Reproduce the records below line for line, changing nothing.
==== Data extract
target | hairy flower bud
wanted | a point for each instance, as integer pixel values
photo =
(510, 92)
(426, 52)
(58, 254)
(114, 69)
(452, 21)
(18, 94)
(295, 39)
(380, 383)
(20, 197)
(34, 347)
========
Task solution:
target | hairy flower bud
wanted | a point for each instance, as integer pixel values
photo =
(510, 92)
(426, 52)
(58, 254)
(114, 69)
(452, 21)
(18, 94)
(295, 39)
(380, 383)
(20, 197)
(34, 347)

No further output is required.